§ Work instructions:
**1.** In the genealogy entry on Henry Skinner Fillebrown, whom did he marry, and on what date?
**2.** Continue the genealogy entry on Henry Skinner Fillebrown from its last sentence.

[START OF Document excerpt]

1182. Henry Skinner10 Fillebrown (Samuel9, Samuel Sprague8, James7, Richard6, Isaac5, Thomas4, Thomas3, Humpfrey2 Phillibrowne, Robert1 ffilebrowne)(11600) was born in Cambridge, Middlesex County, Massachusetts April 10, 1839.(11601) His son's Death Certificate states the birth place to be Meridan, Connecticut but his birth is recorded in the Vital Statistics of Cambridge. Henry died circa 1910. His body was interred circa 1910 in Cambridge, Middlesex County, Massachusetts. He was buried at the Cambridge Cemetery located at 76 Coolidge Avenue.
Henry married Emily A. Burdakin June 19, 1864.(11602) Emily was born October 18, 1843 in Cambridge, Middlesex County, Massachusetts.(11603) She lived in the area known as "East Cambridge". Emily(11604) was the daughter of Joseph Burdakin and Hannah R. Southwick.
Emily died circa 1921. Her body was interred circa 1921 in Cambridge, Middlesex County, Massachusetts. She was buried at the Cambridge Cemetery located at 76 Coolidge Avenue.

[END OF Document excerpt]
[START OF Data provided]

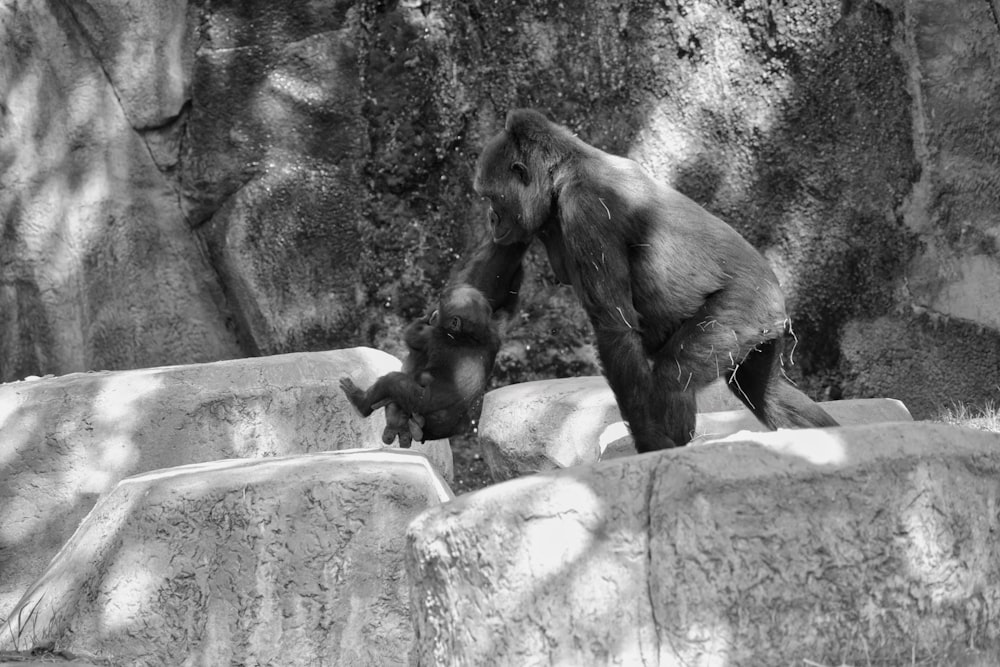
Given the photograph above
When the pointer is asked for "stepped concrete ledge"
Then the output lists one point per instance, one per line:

[END OF Data provided]

§ Results of the exercise:
**1.** Emily A. Burdakin, on June 19, 1864.

**2.**
When Emily was age 21 and Henry Skinner Fillebrown was age 26 they became the parents of Sylvestus Lincoln Fillebrown May 4, 1865 in Somerville, Middlesex County, Massachusetts.(11605) His Death Certificate states the place of birth to have been East Cambridge. It is noted that he was born 19 days after Abraham Lincoln died and this leads to the speculation that his middle name was chosen to honor the President.
Emily, as Henry's wife, resided with him in Meriden, New Haven County, Connecticut circa 1878.(11606) He resided in Meriden for ten years.
This is a family picture.(11607) This was probably taken at their home at 52 Hillside Drive Medford, Massachusetts before 1909. Note that Henry is not with the family and also note the "52" on the door frame and the fact that it was their address on the 1910 U.S. Population Census but not on the 1900 census.
Emily was listed as Henry Skinner Fillebrown's wife on the 1910 Census in Medford, Middlesex County, Massachusetts.(11608) Emily, as Henry's wife, resided with him in Medford Hillside, Middlesex County, Massachusetts circa 1910.(11609) The address was 52 Hillside Road where the family had lived for about fifteen years by 1910. At the time of the 1910 Census Henry and Emily owned the house and their son, Sylvestus and his family lived there as renters.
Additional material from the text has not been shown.